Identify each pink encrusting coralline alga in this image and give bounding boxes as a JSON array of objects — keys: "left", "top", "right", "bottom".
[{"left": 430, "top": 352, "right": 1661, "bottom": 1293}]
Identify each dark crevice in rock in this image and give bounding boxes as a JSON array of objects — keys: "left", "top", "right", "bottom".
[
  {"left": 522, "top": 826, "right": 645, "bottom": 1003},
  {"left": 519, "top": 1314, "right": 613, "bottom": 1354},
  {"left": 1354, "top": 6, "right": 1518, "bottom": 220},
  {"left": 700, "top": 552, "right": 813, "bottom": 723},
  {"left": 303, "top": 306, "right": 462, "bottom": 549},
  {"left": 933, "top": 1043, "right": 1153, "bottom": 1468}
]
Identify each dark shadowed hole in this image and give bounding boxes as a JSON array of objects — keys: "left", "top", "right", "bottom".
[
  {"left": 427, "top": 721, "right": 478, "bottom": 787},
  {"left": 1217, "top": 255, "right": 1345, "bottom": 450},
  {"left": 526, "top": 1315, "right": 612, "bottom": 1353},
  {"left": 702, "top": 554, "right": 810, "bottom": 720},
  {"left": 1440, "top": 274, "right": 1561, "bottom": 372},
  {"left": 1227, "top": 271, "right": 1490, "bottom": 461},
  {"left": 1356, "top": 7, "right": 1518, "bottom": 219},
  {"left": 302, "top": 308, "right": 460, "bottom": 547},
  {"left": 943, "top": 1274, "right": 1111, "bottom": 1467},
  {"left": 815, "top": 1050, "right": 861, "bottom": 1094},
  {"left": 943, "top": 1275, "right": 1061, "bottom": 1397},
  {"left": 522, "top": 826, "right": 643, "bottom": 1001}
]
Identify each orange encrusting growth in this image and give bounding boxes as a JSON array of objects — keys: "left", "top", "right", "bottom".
* * * * *
_Exercise instructions_
Transcribe all the entries exactly, as they stand.

_Answer space_
Identify each pink encrusting coralline alga in this image and give bounding boxes as a JSON array of objects — keys: "left", "top", "right", "bottom".
[{"left": 430, "top": 352, "right": 1661, "bottom": 1293}]
Identify each dark crevice in rock in this image and give bounding boxes as a JSON array of objects — keys: "left", "top", "right", "bottom".
[
  {"left": 522, "top": 826, "right": 645, "bottom": 1003},
  {"left": 519, "top": 1314, "right": 613, "bottom": 1354},
  {"left": 1354, "top": 6, "right": 1518, "bottom": 220},
  {"left": 700, "top": 552, "right": 813, "bottom": 723},
  {"left": 303, "top": 306, "right": 462, "bottom": 549},
  {"left": 933, "top": 1043, "right": 1153, "bottom": 1468}
]
Identify each dark shadowed hole in this image and give bounding boxes as a JSON array of objects — keys: "left", "top", "right", "bottom".
[
  {"left": 427, "top": 721, "right": 478, "bottom": 787},
  {"left": 1217, "top": 255, "right": 1345, "bottom": 450},
  {"left": 526, "top": 1315, "right": 612, "bottom": 1353},
  {"left": 702, "top": 554, "right": 810, "bottom": 720},
  {"left": 1440, "top": 274, "right": 1561, "bottom": 372},
  {"left": 1227, "top": 271, "right": 1490, "bottom": 461},
  {"left": 1356, "top": 7, "right": 1518, "bottom": 219},
  {"left": 302, "top": 308, "right": 460, "bottom": 547},
  {"left": 943, "top": 1274, "right": 1111, "bottom": 1467},
  {"left": 815, "top": 1050, "right": 861, "bottom": 1094},
  {"left": 943, "top": 1275, "right": 1061, "bottom": 1397},
  {"left": 522, "top": 826, "right": 643, "bottom": 1001}
]
Identify each orange encrusting growth in this image and give bounding boxes as a JSON array of objects — keys: "left", "top", "right", "bottom".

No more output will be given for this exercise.